PROBLEM REQUIREMENTS: Please check the article on the Johnson & Johnson COVID-19 vaccine: on what date did the temporary pause on its use begin?

Alabama Department of Public Health, CDC, FDA recommend resumption of J&J vaccine
The Alabama Department of Public Health (ADPH) on Tuesday announced it has received final guidance from the Centers for Disease Control and Prevention (CDC) concerning use of the single-dose Johnson & Johnson (J&J) COVID-19 vaccine.
After a temporary pause on its use since April 13, the Food and Drug Administration (FDA) and the CDC have recommended resumption of J&J vaccine usage among persons 18 years of age and older, as available data show that the vaccine’s known and potential benefits outweigh its known and potential risks.
In turn, ADPH has echoed this recommendation, green lighting the resumption of the J&J vaccine in Alabama.
The CDC’s Advisory Committee on Immunization Practices reaffirmed its interim recommendation under FDA’s Emergency Use Authorization which includes a new warning for women aged 18-49 years.
Reports of adverse events following the use of the J&J vaccine suggest a very low but increased risk of a rare adverse event called thromobosis with thrombocytopenia syndrome (TTS), an ADPH release explained. Nearly all reports of this serious condition, which involves blood clots with low platelets, have been in adult women younger than 50 years old. There have been no reported cases of these side effects in Alabamians.
Women younger than 50 years old should be aware of the rare but increased risk of this adverse event and that there are other COVID-19 vaccine options available for which this risk has not been seen at all — namely the Pfizer and Moderna two-dose vaccines. At this time, the available data suggest that the chance of adverse reactions occurring with the J&J vaccine is very low, but the FDA and CDC will remain vigilant in continuing to investigate this risk, ADPH added.

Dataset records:
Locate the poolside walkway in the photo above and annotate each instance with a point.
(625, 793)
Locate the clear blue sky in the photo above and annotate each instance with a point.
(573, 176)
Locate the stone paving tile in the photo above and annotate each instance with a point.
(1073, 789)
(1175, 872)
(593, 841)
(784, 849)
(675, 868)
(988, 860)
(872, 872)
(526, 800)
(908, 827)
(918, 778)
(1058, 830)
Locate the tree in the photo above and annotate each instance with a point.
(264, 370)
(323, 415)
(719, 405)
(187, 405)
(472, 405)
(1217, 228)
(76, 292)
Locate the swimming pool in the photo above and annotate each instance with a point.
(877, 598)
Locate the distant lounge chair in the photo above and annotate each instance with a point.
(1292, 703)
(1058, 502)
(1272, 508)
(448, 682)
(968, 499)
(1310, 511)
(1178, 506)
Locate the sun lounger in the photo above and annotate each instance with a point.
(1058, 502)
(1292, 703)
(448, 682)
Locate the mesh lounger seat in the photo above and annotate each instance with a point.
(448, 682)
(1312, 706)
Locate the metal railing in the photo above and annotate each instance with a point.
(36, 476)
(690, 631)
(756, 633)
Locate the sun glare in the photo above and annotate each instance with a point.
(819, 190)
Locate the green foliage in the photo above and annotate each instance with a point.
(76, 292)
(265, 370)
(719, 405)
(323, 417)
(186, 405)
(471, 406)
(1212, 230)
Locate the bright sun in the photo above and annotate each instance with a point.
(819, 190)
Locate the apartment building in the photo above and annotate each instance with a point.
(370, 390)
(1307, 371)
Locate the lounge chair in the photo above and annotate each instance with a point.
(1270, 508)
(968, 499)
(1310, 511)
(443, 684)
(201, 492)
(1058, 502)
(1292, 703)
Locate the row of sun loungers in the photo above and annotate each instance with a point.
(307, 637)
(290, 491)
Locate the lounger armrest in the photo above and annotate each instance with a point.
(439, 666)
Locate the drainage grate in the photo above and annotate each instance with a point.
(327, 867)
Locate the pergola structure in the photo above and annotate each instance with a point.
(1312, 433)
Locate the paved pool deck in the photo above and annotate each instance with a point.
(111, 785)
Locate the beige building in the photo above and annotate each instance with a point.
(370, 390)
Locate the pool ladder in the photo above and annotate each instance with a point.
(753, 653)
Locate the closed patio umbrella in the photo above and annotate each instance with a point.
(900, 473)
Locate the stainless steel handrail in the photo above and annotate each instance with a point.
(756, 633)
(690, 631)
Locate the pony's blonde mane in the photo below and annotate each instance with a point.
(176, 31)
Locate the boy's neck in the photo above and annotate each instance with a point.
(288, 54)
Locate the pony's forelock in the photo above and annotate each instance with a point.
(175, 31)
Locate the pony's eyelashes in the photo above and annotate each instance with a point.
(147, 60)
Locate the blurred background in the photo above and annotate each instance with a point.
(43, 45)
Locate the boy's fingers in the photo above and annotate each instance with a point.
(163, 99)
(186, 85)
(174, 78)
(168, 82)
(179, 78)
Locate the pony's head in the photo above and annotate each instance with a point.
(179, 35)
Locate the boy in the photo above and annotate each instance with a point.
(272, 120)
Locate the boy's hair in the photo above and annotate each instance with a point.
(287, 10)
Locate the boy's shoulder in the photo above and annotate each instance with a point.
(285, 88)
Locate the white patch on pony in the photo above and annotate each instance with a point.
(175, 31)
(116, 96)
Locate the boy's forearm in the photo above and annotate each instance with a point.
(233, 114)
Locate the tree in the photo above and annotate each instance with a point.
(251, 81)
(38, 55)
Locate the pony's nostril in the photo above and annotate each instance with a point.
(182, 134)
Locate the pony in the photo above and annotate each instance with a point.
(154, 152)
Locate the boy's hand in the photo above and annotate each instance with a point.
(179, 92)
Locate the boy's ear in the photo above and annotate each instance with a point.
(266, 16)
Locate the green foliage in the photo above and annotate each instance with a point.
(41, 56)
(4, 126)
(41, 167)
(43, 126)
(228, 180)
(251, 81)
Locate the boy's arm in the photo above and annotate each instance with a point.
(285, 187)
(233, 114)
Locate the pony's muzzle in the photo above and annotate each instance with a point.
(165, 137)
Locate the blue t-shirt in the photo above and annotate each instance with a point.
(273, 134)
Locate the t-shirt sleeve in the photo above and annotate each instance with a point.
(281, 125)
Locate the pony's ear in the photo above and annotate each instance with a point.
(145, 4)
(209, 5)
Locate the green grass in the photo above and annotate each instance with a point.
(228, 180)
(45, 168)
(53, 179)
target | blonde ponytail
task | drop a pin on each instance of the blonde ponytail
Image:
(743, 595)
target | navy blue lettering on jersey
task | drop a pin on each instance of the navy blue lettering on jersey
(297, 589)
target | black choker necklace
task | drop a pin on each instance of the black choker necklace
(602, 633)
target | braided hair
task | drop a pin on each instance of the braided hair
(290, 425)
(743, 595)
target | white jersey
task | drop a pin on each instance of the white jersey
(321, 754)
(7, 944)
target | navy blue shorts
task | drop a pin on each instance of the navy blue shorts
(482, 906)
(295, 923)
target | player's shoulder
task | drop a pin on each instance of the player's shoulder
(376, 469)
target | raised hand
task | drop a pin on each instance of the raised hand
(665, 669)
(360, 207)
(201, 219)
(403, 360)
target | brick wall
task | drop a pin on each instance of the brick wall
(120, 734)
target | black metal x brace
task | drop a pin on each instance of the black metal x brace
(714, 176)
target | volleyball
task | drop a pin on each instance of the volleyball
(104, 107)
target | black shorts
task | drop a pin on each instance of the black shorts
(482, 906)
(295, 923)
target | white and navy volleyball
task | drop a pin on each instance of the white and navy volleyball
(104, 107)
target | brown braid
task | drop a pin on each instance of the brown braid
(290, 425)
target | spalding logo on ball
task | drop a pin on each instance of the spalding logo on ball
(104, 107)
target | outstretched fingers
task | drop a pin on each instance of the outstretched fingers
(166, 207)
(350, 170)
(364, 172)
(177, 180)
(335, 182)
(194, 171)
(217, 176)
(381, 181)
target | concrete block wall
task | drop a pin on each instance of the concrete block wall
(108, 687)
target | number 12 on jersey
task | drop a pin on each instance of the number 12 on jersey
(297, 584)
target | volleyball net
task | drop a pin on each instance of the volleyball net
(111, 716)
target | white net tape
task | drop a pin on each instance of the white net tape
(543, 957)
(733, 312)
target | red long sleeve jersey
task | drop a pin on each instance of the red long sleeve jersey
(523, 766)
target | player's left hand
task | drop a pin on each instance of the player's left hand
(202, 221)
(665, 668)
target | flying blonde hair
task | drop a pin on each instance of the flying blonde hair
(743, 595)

THE COMPLETED TASK: April 13